● **Исходный текст**
__________

Параллельно шло и усложнение управленческой структуры. Изначально федеральные округа курировали полномочные представители президента, но с появлением Северо-Кавказского федерального округа положение начало меняться: полномочный представитель в этом регионе получил также статус вице-премьера и, таким образом, как бы двойное подчинение Кремлю и Белому дому. B августе 2013 года в ранг вице-премьера был возведен и полномочный представитель президента в Дальневосточном федеральном округе (с долей ВВП в 4 % и населением 6,2 млн человек) — неужели Дальний Восток менее важен, чем Северный Кавказ? B результате две части страны с суммарной долей в ВВП 5,8 % и с населением, составляющим 10,9 % от общероссийского, сейчас курируют два вице-премьера, тогда как все региональное развитие — один «простой» министр.

__________

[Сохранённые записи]

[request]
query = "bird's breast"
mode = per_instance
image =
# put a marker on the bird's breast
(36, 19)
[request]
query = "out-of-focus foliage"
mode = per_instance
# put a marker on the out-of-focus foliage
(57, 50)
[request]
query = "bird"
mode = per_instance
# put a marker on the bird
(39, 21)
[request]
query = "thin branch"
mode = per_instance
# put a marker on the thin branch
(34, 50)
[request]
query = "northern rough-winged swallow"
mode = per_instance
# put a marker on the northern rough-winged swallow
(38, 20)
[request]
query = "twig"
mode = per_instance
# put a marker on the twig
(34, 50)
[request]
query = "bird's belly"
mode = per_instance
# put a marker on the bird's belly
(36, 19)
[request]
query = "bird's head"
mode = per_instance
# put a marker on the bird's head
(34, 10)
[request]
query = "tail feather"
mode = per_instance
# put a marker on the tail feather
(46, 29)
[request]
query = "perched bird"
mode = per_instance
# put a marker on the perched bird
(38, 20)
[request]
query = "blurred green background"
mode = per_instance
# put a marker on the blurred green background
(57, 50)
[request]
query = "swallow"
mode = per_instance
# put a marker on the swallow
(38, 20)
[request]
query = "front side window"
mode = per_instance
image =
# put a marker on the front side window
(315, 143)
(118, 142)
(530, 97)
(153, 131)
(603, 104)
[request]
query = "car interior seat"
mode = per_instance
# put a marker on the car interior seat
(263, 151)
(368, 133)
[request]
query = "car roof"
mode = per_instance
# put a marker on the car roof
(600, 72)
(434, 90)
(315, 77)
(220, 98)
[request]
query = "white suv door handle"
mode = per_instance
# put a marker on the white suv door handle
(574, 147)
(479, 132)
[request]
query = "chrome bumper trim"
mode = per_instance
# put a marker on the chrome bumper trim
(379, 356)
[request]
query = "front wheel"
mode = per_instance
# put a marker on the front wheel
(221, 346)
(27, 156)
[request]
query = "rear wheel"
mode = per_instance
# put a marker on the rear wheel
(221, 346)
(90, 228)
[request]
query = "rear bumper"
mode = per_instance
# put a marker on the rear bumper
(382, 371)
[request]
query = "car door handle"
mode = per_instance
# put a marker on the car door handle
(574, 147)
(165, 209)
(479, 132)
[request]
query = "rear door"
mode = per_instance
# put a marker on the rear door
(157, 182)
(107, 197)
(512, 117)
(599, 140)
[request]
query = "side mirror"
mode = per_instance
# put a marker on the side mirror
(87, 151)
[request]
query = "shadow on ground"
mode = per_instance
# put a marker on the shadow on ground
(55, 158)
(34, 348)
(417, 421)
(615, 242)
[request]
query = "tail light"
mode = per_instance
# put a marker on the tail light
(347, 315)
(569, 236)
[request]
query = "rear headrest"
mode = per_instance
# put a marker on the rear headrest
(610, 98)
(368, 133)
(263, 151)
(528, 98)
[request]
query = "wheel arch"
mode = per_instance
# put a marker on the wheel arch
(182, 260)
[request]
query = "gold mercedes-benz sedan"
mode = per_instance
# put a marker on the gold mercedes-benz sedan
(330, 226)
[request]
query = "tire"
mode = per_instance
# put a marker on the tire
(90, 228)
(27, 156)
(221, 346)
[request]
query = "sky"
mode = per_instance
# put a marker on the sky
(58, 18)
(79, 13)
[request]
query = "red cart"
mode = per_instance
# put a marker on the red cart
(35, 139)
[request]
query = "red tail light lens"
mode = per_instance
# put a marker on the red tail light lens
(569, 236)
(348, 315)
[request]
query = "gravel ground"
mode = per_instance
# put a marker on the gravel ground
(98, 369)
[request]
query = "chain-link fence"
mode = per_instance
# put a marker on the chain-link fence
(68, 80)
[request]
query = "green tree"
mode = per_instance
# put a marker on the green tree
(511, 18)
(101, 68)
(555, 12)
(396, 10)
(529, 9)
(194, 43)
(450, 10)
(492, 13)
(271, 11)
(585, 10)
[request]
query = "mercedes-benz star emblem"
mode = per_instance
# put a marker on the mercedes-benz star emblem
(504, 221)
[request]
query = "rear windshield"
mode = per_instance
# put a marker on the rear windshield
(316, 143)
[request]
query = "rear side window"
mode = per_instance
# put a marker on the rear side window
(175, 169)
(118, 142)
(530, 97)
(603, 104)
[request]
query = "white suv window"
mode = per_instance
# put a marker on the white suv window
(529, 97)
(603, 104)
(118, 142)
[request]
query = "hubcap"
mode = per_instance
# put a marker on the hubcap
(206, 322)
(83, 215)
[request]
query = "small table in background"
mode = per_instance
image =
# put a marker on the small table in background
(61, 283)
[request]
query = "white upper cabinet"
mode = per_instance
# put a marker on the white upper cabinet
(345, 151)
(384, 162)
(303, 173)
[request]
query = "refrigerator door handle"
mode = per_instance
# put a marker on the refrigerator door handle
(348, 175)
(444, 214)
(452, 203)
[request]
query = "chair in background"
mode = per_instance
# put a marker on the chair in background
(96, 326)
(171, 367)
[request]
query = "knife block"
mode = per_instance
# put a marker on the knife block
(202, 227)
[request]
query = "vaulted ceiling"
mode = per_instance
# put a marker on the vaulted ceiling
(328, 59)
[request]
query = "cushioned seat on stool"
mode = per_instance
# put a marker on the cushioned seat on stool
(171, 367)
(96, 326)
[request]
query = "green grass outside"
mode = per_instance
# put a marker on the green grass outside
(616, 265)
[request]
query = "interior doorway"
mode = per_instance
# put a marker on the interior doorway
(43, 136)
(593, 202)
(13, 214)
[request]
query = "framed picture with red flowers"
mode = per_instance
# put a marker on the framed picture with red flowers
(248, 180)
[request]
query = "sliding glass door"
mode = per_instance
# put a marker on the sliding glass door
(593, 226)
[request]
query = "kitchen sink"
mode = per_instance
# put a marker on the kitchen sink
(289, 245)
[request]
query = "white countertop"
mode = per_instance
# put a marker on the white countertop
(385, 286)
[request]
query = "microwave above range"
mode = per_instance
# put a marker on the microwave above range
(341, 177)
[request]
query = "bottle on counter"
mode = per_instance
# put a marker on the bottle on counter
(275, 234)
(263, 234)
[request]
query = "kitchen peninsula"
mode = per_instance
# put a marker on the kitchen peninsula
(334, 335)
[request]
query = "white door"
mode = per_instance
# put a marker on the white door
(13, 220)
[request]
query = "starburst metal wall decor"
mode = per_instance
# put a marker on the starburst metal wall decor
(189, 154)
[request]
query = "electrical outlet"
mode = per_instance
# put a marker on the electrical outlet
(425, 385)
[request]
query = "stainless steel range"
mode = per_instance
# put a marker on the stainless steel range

__________

● **Исходный запрос 1**
Когда, согласно тексту об управлении федеральными округами, ранг вице-премьера получил полномочный представитель президента в Дальневосточном федеральном округе?
● **Исходный запрос 2**
Перескажите в виде краткого списка абзац текста об управлении федеральными округами, начинающийся словами «Параллельно шло и усложнение», сохранив его основные факты.
● **Исходный запрос 3**
Выпишите из текста об управлении федеральными округами все приведённые в нём статистические показатели, относящиеся к доле ВВП и численности населения.

● **Ответ 1**
В августе 2013 года.

● **Ответ 2**
- Управленческая структура усложнялась: изначально федеральные округа курировали полномочные представители президента.
- В Северо-Кавказском федеральном округе полномочный представитель получил также статус вице-премьера и тем самым двойное подчинение Кремлю и Белому дому.
- В августе 2013 года в ранг вице-премьера возвели и полномочного представителя в Дальневосточном федеральном округе (4 % ВВП, 6,2 млн человек).
- В итоге две части страны с общей долей в ВВП 5,8 % и 10,9 % населения курируют два вице-премьера, а всё региональное развитие — один министр.

● **Ответ 3**
- 4 % (доля Дальневосточного федерального округа в ВВП)
- 6,2 млн человек (население Дальневосточного федерального округа)
- 5,8 % (суммарная доля двух частей страны в ВВП)
- 10,9 % (доля населения двух частей страны от общероссийского)